--- Your task ---
Give again every line from the one with "Where can you spot the pencil in" through the last line of the data, exactly, and leave out the lines before it.

┌──

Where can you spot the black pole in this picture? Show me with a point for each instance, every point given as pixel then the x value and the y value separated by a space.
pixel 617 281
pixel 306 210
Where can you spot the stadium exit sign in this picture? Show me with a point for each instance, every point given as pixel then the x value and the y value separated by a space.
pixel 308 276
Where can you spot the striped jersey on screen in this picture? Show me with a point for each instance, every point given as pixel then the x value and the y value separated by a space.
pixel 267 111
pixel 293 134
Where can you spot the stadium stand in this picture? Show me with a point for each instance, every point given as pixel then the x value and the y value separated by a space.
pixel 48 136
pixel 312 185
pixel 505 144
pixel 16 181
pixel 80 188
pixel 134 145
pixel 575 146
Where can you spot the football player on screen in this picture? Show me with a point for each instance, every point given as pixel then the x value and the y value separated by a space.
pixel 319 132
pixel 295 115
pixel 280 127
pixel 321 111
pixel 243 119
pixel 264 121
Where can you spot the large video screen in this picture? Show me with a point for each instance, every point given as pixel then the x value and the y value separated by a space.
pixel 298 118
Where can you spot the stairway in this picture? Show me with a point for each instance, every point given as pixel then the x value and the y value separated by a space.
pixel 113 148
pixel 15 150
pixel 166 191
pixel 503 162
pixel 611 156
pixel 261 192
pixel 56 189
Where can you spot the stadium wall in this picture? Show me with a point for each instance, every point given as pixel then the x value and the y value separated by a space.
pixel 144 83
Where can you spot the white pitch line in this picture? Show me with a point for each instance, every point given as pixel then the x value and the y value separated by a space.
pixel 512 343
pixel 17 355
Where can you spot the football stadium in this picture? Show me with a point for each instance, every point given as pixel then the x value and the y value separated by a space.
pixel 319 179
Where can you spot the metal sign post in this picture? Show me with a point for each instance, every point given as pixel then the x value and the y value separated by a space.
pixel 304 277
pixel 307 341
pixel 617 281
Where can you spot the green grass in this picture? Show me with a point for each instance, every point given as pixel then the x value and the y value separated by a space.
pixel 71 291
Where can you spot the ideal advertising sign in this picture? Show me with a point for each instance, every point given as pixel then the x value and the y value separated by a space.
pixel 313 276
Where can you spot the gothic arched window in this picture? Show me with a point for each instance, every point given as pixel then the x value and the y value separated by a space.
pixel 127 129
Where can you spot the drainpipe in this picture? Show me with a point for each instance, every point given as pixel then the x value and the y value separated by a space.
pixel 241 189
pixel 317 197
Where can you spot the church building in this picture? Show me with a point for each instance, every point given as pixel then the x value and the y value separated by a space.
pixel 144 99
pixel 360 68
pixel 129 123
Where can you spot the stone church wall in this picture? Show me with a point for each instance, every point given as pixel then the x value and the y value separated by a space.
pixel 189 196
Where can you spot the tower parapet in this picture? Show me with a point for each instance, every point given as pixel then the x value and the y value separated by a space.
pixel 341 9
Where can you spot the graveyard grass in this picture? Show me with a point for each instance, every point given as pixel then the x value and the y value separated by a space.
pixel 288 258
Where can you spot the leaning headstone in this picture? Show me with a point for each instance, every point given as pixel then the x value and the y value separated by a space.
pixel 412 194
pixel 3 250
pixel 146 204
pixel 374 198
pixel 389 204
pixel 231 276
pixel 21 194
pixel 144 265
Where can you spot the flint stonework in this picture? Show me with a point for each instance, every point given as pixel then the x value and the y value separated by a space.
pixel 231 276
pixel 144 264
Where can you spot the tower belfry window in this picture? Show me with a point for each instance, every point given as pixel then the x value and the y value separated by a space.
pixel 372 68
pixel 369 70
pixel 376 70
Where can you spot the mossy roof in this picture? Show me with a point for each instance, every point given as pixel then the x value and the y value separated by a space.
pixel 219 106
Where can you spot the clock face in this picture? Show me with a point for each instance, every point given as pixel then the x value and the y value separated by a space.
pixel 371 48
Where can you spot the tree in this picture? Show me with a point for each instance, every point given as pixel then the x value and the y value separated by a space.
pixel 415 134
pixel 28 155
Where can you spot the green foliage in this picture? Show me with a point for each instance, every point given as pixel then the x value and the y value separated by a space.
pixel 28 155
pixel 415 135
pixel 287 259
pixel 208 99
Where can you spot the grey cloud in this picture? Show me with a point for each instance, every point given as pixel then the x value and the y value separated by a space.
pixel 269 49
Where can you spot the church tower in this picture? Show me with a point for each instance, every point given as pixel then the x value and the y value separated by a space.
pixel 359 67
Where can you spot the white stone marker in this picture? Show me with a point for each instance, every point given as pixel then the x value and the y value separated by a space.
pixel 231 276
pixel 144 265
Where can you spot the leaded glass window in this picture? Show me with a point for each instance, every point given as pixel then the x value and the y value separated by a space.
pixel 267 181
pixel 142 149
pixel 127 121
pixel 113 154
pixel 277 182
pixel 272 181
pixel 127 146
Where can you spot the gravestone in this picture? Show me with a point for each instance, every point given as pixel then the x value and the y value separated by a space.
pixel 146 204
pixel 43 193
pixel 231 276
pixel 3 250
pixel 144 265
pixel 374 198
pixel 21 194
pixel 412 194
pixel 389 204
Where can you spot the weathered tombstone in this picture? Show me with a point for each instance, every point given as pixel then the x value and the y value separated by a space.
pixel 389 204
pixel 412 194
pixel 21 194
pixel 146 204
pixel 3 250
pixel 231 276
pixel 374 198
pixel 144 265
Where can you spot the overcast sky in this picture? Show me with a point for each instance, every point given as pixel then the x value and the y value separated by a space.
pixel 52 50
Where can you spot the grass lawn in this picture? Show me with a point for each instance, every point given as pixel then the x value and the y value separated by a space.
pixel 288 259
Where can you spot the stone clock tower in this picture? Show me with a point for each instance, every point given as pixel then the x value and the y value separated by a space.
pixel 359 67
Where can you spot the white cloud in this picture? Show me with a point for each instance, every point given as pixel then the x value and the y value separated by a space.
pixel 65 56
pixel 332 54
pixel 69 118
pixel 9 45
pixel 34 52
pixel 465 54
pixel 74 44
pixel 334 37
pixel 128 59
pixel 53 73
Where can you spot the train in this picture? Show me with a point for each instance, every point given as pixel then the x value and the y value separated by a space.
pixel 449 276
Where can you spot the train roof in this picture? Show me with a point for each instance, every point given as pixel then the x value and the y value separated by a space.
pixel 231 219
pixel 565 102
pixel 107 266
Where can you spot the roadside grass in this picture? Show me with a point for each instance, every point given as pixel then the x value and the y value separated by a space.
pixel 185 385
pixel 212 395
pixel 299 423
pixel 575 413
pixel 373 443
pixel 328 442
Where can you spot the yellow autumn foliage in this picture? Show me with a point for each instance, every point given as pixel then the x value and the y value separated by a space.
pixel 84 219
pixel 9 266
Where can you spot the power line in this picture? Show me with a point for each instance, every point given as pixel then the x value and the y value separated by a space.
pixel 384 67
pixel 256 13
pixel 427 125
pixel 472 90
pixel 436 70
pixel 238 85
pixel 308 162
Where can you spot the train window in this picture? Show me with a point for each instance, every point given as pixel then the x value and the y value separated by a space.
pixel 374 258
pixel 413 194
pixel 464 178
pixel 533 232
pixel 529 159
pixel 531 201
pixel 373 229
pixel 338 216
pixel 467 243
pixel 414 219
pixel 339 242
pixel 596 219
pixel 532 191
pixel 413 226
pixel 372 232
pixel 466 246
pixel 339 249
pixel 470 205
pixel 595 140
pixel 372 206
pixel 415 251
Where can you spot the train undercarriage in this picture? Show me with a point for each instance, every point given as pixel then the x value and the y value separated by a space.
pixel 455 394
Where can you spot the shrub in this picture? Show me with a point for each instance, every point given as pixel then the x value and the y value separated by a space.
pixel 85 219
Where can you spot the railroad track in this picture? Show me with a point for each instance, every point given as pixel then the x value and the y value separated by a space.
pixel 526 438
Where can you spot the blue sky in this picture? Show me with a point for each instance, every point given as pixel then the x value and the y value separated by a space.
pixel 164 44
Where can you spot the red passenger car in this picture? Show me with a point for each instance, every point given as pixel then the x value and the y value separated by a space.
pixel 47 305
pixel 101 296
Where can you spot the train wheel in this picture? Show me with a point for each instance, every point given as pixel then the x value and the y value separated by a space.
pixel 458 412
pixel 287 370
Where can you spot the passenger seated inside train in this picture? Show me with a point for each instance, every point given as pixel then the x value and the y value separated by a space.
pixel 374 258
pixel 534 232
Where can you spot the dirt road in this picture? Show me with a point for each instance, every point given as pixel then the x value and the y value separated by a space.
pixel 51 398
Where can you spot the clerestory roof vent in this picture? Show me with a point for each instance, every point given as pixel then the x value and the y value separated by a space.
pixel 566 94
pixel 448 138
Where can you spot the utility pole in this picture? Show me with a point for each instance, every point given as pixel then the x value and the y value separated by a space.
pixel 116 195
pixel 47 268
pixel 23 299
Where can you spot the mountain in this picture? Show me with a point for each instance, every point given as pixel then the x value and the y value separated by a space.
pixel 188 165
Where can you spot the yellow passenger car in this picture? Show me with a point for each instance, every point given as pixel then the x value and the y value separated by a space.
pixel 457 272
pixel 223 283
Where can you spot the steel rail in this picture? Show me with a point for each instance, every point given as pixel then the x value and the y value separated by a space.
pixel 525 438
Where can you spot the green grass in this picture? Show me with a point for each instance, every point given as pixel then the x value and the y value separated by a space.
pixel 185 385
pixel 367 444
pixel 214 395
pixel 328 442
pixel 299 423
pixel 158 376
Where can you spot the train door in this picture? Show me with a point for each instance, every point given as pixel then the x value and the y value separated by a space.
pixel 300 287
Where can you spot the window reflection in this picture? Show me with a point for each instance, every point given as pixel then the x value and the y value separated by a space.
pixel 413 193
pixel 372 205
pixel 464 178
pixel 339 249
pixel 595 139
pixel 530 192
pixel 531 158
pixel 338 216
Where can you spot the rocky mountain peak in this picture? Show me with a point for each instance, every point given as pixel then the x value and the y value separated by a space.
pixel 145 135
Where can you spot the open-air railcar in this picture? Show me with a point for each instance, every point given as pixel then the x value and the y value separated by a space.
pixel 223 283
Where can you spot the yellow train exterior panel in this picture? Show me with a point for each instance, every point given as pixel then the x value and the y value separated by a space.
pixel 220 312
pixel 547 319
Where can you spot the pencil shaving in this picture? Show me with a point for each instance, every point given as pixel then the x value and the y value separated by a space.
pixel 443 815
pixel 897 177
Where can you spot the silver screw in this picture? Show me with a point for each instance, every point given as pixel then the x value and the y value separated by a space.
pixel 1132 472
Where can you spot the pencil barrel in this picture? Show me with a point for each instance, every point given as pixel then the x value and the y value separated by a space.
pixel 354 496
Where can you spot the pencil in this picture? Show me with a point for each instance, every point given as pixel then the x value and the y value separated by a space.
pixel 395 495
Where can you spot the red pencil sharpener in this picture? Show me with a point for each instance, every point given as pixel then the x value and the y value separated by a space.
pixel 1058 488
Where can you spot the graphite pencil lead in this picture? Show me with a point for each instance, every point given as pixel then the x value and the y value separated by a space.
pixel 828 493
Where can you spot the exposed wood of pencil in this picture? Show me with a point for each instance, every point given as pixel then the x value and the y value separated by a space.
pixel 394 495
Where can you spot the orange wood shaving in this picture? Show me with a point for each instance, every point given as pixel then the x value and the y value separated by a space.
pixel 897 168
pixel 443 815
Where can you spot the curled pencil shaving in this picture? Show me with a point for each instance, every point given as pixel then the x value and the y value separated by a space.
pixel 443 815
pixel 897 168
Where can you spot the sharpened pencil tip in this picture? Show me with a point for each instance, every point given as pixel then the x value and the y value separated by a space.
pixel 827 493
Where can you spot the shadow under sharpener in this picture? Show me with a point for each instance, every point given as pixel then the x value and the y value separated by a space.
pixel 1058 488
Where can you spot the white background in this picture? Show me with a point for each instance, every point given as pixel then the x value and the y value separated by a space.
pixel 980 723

└──

--- Response ---
Where can you spot the pencil in this picture? Show me with a point for each instance, every point given as pixel then the x value and the y value separated by a space.
pixel 395 495
Where can you spot the red pencil sharpener in this picture? Show me with a point for each instance, every point given as pixel then the x value and the y value separated by a space.
pixel 1058 488
Where can you spot the graphite pencil lead in this picture? Show me with a point for each instance, every point given as pixel then the x value and the y value separated by a space.
pixel 828 493
Where can you spot the exposed wood of pencil in this picture? Show me with a point for each instance, every point given as pixel then the x value and the y value separated by a space.
pixel 394 495
Where can you spot the orange wood shaving in this picture? Show me with a point for each instance, every point given as pixel then the x value and the y value separated by a space.
pixel 897 168
pixel 443 815
Where can you spot the curled pencil shaving in this picture? Show me with a point for each instance, every point given as pixel then the x value and the y value separated by a space.
pixel 443 815
pixel 897 168
Where can you spot the sharpened pencil tip in this picture? Show me with a point for each instance, every point given as pixel then the x value and the y value separated by a space.
pixel 827 493
Where can you spot the shadow under sharpener in this picture? Show me with a point for each instance, every point given as pixel then the x value and the y value separated by a space.
pixel 1058 488
Where can you spot the white background in this picture? Show me with a point for each instance, every point given as pixel then the x value and the y value separated by a space.
pixel 980 723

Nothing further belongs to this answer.